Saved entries
- Opening Delimiter -

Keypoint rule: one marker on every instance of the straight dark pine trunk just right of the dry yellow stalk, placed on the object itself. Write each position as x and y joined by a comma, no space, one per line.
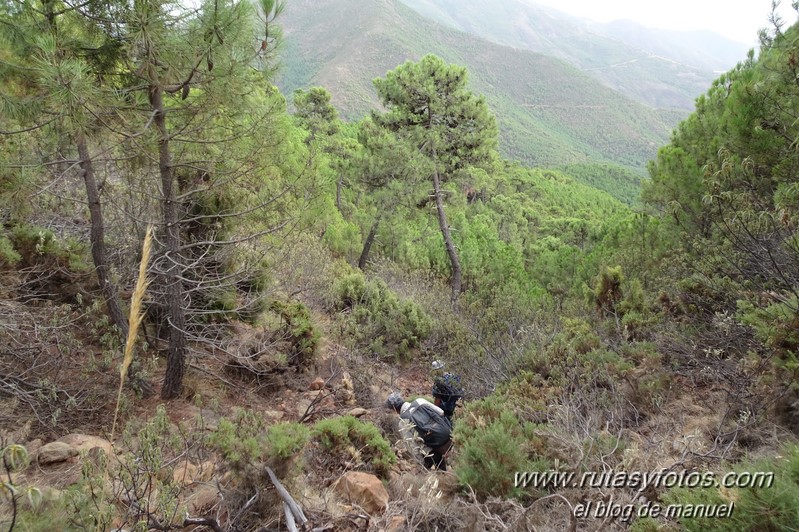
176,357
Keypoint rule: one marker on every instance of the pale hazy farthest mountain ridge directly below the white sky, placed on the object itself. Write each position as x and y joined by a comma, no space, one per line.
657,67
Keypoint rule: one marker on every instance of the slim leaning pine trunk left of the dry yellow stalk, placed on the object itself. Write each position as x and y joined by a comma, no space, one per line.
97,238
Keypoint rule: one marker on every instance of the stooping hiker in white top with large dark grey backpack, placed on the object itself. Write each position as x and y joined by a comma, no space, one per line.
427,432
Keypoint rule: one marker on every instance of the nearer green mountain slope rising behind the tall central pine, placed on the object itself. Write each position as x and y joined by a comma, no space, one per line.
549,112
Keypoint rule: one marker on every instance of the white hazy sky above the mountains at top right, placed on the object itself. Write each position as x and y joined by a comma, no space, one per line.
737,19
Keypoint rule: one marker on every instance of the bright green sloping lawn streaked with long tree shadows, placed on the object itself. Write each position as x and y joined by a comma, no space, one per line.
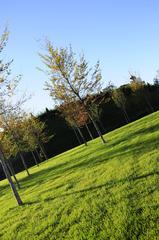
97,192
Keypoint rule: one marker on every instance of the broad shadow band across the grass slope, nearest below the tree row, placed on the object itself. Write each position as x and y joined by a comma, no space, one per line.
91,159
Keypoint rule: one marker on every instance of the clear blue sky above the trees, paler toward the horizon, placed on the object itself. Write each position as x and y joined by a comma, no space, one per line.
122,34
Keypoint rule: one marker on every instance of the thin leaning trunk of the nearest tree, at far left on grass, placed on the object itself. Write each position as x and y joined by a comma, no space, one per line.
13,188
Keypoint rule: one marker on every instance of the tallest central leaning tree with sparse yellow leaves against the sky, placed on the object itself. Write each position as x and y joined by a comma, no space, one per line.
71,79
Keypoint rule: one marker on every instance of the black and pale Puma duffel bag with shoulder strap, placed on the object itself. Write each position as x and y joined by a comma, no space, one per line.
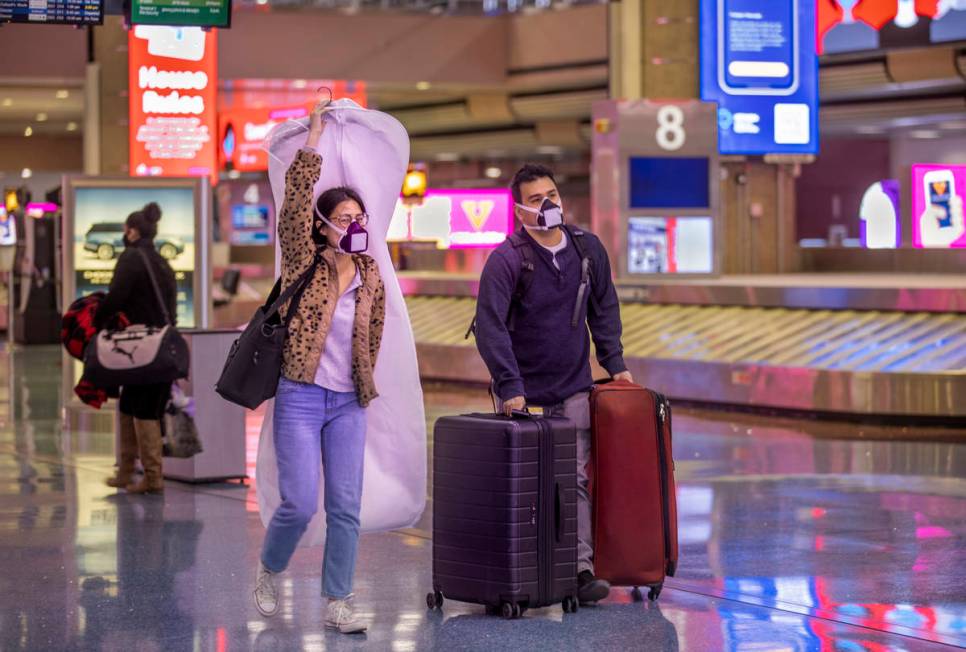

- Closing Delimiter -
- Opening Delimiter -

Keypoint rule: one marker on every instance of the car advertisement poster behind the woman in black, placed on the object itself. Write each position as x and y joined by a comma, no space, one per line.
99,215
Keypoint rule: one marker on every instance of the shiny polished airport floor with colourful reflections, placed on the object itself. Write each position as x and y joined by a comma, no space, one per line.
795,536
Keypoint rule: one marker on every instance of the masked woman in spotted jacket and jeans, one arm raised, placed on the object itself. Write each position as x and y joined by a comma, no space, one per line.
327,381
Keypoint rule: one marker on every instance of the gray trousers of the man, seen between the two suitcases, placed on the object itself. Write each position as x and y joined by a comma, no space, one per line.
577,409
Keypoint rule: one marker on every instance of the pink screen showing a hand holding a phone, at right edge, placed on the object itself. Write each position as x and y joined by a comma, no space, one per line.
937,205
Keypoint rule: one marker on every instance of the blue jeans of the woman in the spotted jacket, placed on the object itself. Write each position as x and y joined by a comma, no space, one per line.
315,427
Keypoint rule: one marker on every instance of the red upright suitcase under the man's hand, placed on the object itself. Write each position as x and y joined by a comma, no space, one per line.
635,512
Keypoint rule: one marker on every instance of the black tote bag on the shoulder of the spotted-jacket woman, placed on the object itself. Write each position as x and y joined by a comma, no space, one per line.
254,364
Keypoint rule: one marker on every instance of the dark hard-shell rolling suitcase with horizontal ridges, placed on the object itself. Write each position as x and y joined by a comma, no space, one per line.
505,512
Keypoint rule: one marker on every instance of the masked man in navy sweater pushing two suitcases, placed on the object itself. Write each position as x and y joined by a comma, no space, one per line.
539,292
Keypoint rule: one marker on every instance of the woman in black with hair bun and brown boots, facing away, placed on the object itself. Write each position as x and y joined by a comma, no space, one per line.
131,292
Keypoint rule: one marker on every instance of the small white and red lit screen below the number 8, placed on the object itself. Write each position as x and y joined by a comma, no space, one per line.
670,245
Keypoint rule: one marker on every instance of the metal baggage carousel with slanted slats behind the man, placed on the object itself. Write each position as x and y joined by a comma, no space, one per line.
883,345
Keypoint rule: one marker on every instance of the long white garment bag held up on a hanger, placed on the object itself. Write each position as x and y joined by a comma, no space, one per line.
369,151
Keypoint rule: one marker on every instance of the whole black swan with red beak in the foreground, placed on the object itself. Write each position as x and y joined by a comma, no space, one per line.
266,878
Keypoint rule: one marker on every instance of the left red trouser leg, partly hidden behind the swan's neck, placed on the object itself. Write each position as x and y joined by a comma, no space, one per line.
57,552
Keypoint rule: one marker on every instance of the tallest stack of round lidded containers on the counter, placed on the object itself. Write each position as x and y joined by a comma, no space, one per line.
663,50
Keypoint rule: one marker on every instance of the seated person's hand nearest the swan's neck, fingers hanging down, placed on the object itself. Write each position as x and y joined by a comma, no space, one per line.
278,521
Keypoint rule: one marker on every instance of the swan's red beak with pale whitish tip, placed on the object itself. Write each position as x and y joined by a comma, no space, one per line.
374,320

- Closing Delimiter -

▸ **EXERCISE PROMPT**: All lines above from the one holding "the tallest central" to the one holding "Keypoint rule: one marker on every instance of the black and", inclusive, are to be copied exactly; no other line is wanted.

▸ **RESPONSE**:
Keypoint rule: one marker on every instance of the tallest central leaning tree with sparse yellow leaves against the sky, placed on the object itself. Write each position as x and y joined by a comma, no space, one per line.
71,79
Keypoint rule: one marker on every instance of the black and pale Puma duffel bag with shoulder strap, placed on the object itself. Write each position as x and y joined by a comma, no space, one per line.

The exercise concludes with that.